◆ Prompt: Gather every line of the rows below that contains the string "gabled", listing them in the order they appear.

##### Data rows

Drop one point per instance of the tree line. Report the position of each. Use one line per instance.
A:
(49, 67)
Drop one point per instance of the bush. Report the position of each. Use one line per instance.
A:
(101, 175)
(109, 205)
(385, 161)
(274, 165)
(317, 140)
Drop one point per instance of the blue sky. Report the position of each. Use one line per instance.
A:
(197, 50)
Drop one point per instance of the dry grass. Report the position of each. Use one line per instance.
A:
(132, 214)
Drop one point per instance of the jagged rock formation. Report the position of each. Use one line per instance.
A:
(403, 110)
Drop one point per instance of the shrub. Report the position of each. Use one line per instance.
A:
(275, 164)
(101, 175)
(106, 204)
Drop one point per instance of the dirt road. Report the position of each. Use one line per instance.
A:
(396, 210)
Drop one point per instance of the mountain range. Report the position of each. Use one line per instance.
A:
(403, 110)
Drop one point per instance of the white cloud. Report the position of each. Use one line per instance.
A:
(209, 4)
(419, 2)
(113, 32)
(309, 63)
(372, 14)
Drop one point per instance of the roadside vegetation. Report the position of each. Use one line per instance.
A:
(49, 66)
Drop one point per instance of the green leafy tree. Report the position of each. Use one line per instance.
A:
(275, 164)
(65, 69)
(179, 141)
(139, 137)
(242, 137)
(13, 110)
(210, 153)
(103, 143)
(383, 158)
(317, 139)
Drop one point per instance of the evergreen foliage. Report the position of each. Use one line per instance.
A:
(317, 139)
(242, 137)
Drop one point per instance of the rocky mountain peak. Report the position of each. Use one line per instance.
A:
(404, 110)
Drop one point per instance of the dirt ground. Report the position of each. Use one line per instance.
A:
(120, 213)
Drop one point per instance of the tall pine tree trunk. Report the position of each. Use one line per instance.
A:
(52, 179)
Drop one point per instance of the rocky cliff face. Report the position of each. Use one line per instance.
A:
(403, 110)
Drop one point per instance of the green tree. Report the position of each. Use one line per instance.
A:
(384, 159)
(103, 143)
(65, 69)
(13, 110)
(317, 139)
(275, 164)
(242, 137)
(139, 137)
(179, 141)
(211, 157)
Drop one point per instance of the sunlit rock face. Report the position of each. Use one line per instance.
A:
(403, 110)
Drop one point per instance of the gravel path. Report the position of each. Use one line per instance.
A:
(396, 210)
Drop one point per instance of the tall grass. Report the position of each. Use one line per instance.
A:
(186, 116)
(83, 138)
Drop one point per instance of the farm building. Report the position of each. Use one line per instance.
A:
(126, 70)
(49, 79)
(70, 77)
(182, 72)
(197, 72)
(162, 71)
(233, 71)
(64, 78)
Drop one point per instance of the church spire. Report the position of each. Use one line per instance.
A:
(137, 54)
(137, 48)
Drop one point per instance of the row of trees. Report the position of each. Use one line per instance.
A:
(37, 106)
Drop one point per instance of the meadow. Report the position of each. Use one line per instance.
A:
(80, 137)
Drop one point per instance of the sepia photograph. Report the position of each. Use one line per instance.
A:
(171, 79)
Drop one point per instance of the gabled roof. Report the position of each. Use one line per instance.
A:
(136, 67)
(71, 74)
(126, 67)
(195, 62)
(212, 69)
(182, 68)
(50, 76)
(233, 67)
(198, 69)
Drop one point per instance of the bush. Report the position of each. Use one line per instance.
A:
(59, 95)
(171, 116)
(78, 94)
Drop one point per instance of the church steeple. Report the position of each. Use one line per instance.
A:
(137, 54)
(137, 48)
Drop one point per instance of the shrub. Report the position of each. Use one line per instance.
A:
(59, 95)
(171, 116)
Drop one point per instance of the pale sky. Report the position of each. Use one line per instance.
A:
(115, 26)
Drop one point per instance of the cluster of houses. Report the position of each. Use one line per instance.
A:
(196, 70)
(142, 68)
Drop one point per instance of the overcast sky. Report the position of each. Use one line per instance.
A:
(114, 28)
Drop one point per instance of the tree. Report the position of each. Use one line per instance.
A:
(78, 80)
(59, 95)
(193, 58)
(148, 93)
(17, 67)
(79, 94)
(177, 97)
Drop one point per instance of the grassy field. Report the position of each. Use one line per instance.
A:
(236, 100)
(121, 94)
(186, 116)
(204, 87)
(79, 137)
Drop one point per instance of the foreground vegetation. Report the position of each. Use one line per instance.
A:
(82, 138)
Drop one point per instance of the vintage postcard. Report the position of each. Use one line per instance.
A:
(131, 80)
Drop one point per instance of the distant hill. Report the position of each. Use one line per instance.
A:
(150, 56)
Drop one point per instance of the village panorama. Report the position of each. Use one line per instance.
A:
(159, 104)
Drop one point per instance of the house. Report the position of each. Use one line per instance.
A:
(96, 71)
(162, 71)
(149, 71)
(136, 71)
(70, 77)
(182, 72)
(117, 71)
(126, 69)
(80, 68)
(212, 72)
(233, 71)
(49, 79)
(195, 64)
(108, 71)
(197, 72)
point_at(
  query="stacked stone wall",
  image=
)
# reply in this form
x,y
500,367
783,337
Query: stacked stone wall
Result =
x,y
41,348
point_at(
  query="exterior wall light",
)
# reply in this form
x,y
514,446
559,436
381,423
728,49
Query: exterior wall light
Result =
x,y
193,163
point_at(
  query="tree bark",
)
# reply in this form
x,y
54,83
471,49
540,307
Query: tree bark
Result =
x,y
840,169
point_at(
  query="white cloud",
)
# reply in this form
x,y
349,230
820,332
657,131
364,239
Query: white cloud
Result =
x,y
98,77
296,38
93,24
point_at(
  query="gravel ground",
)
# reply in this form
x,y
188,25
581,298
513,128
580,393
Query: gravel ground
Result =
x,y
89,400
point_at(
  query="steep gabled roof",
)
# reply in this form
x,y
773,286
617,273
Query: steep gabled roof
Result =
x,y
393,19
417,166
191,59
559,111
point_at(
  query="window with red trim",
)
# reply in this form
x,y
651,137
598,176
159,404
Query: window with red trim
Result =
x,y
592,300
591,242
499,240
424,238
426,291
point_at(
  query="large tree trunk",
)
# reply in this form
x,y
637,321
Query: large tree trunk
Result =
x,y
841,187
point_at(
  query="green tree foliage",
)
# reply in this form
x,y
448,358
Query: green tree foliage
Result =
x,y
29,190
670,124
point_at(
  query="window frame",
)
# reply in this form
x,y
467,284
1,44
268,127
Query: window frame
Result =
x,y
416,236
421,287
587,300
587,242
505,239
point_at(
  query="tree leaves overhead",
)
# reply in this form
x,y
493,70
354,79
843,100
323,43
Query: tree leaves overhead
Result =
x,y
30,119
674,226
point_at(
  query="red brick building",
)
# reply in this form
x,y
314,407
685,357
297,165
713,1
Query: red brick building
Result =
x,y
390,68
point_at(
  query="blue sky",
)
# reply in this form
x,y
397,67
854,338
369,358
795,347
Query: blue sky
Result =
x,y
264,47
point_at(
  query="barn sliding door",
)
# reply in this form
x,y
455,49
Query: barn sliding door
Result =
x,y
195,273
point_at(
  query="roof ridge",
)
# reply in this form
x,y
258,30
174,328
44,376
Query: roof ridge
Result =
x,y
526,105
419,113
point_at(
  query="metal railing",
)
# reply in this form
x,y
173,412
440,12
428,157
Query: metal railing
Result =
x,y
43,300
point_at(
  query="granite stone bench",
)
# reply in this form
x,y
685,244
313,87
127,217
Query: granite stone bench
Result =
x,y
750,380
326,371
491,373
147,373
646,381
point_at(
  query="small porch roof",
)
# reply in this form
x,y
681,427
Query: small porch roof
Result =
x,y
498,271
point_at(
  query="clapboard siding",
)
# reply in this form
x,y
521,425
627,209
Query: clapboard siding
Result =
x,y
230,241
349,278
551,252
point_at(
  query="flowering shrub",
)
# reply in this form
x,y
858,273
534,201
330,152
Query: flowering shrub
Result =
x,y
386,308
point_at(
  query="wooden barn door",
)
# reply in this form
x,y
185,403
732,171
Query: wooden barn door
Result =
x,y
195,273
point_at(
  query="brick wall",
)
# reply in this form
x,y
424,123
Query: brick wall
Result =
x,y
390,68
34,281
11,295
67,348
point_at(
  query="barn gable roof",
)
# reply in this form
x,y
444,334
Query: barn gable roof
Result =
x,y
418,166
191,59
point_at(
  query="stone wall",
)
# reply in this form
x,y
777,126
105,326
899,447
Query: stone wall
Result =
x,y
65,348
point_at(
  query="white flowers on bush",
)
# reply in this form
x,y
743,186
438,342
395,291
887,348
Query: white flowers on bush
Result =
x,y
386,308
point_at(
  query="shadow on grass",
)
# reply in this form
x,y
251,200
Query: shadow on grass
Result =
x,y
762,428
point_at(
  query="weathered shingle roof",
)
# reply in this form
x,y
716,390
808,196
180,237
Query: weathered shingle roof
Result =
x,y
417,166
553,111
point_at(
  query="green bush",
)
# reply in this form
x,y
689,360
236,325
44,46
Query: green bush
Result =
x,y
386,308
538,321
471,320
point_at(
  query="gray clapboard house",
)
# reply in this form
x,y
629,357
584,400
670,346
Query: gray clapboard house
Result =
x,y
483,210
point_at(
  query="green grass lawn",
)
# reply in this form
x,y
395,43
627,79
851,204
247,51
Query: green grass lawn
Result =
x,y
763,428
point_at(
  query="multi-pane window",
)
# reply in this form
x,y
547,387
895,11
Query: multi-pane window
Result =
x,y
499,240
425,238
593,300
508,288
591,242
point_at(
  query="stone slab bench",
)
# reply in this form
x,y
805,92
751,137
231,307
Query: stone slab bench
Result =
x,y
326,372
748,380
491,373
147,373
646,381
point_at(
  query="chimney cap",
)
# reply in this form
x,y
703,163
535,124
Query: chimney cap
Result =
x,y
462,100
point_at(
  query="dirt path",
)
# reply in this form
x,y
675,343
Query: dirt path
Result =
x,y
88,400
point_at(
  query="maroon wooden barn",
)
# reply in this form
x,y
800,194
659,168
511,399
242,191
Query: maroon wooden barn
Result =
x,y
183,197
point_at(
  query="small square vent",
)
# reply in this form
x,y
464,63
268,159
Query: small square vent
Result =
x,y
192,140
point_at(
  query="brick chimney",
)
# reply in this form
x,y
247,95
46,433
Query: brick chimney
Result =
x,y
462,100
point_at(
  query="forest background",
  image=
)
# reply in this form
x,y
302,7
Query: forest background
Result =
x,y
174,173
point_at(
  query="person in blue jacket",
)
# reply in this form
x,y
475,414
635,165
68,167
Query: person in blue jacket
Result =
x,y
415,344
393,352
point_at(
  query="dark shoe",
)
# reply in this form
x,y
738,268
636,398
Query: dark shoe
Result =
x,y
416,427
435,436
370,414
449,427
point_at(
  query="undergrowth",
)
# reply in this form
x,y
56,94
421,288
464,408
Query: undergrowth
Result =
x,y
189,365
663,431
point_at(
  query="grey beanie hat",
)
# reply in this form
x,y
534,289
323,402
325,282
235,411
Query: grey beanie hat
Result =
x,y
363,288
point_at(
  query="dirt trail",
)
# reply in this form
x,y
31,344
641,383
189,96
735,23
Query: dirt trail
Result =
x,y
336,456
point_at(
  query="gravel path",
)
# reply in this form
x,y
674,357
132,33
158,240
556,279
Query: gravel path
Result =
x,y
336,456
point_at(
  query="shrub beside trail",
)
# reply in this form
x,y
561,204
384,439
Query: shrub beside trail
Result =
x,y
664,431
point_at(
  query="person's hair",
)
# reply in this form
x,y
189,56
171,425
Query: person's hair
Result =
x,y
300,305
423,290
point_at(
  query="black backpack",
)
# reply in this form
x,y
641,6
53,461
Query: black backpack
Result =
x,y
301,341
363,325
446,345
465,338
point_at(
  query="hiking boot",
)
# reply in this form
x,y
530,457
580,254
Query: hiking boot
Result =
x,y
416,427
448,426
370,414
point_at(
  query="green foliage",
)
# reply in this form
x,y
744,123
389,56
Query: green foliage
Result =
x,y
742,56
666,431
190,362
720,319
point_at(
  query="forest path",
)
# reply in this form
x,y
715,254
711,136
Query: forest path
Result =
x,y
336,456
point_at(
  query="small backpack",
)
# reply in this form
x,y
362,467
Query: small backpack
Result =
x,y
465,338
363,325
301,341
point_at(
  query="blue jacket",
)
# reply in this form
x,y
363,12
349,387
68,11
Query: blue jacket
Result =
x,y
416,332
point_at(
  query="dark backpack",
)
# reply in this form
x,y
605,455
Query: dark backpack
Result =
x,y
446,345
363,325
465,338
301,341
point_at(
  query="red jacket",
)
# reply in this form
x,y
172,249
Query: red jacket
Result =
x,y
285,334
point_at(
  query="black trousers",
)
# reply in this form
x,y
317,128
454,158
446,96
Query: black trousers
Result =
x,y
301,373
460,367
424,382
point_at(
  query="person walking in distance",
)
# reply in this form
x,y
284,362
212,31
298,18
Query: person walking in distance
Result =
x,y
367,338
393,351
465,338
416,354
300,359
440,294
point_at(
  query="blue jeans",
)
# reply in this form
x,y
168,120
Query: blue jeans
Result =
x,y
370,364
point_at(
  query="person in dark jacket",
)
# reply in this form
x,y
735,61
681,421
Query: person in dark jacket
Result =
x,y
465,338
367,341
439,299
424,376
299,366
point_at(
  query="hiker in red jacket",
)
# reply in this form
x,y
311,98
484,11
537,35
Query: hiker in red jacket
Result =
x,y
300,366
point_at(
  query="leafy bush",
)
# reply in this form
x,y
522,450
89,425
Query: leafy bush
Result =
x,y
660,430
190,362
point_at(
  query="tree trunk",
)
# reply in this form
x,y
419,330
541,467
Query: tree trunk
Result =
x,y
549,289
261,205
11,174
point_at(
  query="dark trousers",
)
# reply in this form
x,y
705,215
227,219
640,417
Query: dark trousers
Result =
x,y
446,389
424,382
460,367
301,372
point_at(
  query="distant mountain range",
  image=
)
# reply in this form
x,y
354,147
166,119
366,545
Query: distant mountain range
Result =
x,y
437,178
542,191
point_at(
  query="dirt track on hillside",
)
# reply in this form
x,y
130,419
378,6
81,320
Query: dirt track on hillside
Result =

##########

◆ Expected output:
Drop one point per instance of the gabled roof. Report the position of each. Use one line per instance.
  query="steep gabled roof",
Query: steep gabled roof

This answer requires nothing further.